=== Task brief ===
All of the records below are to be copied exactly.
%%
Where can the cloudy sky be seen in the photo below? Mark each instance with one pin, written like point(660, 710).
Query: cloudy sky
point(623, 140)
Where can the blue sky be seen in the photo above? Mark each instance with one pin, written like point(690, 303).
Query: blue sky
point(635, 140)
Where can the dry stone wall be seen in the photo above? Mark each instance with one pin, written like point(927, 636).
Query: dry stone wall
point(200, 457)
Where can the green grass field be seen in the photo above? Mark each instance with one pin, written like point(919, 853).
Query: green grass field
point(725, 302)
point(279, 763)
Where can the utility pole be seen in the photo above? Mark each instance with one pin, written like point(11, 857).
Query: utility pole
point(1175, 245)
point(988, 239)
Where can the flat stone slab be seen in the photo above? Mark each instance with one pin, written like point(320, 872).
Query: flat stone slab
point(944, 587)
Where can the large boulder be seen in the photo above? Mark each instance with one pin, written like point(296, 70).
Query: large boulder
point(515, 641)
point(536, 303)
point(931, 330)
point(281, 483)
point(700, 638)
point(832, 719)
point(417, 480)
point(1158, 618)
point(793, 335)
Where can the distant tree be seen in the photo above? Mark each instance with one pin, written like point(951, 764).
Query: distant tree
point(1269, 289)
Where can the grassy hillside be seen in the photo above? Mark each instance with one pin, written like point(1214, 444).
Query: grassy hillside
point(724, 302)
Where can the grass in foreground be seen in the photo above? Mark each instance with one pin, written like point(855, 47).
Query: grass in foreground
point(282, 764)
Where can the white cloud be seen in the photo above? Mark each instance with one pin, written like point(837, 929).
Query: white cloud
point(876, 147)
%%
=== Written response ===
Where can the cloudy sky be seen in the photo below? Mark each instance with one pin, written like point(660, 710).
Query: cloudy sky
point(623, 140)
Where can the blue sky be seen in the photo above? Mark each instance with one pin, written like point(690, 303).
Query: blue sky
point(635, 140)
Where can the dry stone wall be seen in the photo above? Mark each instance with one pin, written like point(927, 636).
Query: dry stone wall
point(200, 457)
Where can the green grass field be seen in the photo above? Mark each instance with one pin, written like point(919, 853).
Query: green grass field
point(725, 302)
point(279, 763)
Where can the utility pole be seen in the photo above? Mark each instance with one pin, written like point(11, 857).
Query: utility pole
point(1175, 245)
point(988, 239)
Where can the flat stone slab be seen in the photo above? Mark each instance with one pin, written like point(320, 872).
Query: flat stone slab
point(944, 587)
Where can the large boulder be seen in the photo above? Mark each instance with one pin, written like point(296, 70).
Query: large boulder
point(515, 641)
point(536, 303)
point(931, 330)
point(281, 483)
point(700, 638)
point(832, 719)
point(417, 480)
point(1158, 618)
point(793, 335)
Where can the distant tree be seen in the photo above? Mark each instance with one pin, written like point(951, 764).
Query: distant tree
point(1269, 289)
Where can the grassy hillside be seen in the photo above? Mark each instance with one pin, written like point(1214, 444).
Query: grassy hillside
point(724, 302)
Where can the grass in foreground be seen in the photo above? Mark each instance with one pin, written like point(855, 47).
Query: grass in foreground
point(282, 764)
Where can the white cloud be seen in the photo above? Mark each instance with one pin, written like point(837, 929).
Query: white cloud
point(876, 147)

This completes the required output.